# Directions
Repeat the listing exactly, line by line, and leave the pictures behind.

──────── Information provided ────────

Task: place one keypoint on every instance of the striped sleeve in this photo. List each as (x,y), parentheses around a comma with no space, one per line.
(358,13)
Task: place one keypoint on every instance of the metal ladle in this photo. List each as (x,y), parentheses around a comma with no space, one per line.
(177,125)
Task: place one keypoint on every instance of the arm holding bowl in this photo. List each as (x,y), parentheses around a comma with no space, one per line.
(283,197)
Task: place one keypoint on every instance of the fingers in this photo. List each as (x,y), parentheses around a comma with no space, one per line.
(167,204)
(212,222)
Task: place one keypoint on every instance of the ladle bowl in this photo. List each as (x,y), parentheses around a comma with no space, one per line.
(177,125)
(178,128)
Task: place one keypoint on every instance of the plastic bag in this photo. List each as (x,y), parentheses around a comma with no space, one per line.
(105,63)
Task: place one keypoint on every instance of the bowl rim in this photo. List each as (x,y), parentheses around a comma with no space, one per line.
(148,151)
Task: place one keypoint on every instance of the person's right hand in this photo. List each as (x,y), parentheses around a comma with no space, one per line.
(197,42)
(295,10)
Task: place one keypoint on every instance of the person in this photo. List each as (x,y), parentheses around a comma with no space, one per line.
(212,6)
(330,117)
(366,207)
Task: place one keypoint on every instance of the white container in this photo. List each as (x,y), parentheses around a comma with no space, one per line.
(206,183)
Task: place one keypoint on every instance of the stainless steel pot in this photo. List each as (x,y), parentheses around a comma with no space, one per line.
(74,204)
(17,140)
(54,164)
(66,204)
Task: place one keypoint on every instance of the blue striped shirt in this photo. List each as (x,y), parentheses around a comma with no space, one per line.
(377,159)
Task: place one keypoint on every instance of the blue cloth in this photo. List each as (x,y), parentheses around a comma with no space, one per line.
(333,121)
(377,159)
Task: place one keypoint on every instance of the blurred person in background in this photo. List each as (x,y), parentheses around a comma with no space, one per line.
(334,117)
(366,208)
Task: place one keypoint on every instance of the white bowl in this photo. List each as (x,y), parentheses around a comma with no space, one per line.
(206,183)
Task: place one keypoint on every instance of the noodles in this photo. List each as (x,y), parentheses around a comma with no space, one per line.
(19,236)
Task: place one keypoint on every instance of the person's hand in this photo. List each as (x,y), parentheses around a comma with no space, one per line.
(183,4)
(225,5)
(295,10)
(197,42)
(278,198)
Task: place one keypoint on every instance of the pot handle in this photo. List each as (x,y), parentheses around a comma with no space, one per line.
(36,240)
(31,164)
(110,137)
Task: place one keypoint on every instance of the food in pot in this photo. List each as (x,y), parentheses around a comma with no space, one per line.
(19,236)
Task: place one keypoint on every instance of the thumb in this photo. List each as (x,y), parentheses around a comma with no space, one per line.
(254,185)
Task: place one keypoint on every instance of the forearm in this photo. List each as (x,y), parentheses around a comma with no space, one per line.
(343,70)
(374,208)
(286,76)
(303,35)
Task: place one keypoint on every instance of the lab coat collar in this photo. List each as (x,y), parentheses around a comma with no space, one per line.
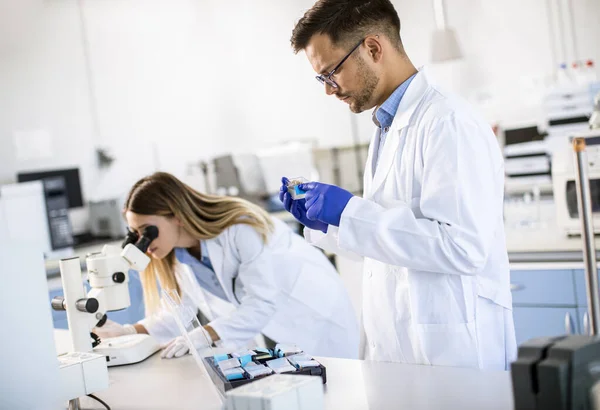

────────

# Response
Task: place one keypoint on every instance of the striped sleeve in this photo. List each as (x,y), parentheses around a comma with no space, one per line.
(358,13)
Task: place one keypoint on every instance of the metal ladle in this photo. List each as (x,y), parentheses around a comma with no space, one per line.
(177,125)
Task: place one keypoint on every instance of the arm holding bowl in this photo. List each as (x,y), parentheses around a comma with no space, one per line.
(283,197)
Task: place one keypoint on every instance of the fingers in this photo. List each as (x,y), parentheses around a comma with no space, one per line.
(167,204)
(212,222)
Task: place one keypoint on every instance of the ladle bowl in this photo. List each as (x,y), parentheses around a comma with no space, one per line.
(177,125)
(178,128)
Task: place one keypoint on every instance of the plastic bag in this photo. List each as (x,y), parentheses around a comma with no space, one per line.
(105,63)
Task: place one keypoint on every instance of the bowl rim in this photo. List each as (x,y), parentheses around a comma with no space, one per line.
(148,151)
Task: place one keypoint on every instance of the person's right hand in this photo. List each as (x,y), parentheses around a comma with no space, one per line.
(197,42)
(295,10)
Task: place one keypoint on every instance of the person in this photo. List each as (x,y), parentheses around a comma with no space, one per line.
(212,6)
(330,117)
(366,207)
Task: place one keypoint on every instance of the white container in this photo. List each as (x,y), parentheses around a comma with no space, one per line.
(206,183)
Task: place one keypoint on every instance of the stainless steel pot in this photo. List each as (x,y), parentheses around a comma with no space, one per line.
(74,204)
(17,140)
(54,164)
(66,204)
Task: place one keypoint on every instance of the blue striped shirt in this photo. List each as (x,y), parentheses around a comma with no space, one per line.
(377,159)
Task: place one keypoint on every instance of the blue cloth in this photo. List each as (x,y), parentheses around a comma with no space, one per line.
(333,121)
(377,159)
Task: place one keypoint on every instance of the blurred person in background in this photo. List each as (x,y), parentheses around a comma with no space, one per line.
(334,117)
(366,208)
Task: place one keypoint on every instance of the white bowl in this photo. List each as (x,y), parentheses around a comma with no space, one per line.
(206,183)
Task: place one keypoint on every instance of the noodles in this photo. List each as (x,y), parentheses around a comma with no space, one per line.
(19,236)
Task: place one keypoint on every instance of the person's hand in this photo. List each as (x,y), parentheses around a comma with no space, one per line.
(183,4)
(225,5)
(295,10)
(197,42)
(278,198)
Task: place one keypoint on every instance of the pot handle in this photo. List each as (x,y), parentheses around a comma with no space, one per line.
(36,240)
(31,164)
(110,137)
Task: place one keypoint on every instance of the food in pot in this photo. List each as (x,y), parentheses around a comma with no space, one per line.
(19,236)
Task: place one keypoint on every instance of the thumb in this photo. List each as (x,y), parentheses around a comma with no space, one per line.
(254,185)
Task: place one keypoint on every instance of the forearm in this photo. List each as (x,y), parentheses around a comma with no space, one per line.
(343,70)
(374,208)
(286,76)
(303,35)
Task: place one keypoint on every instance of the lab coat collar in this photo. List each as (x,y), parentheses around a comma with no space, one per line.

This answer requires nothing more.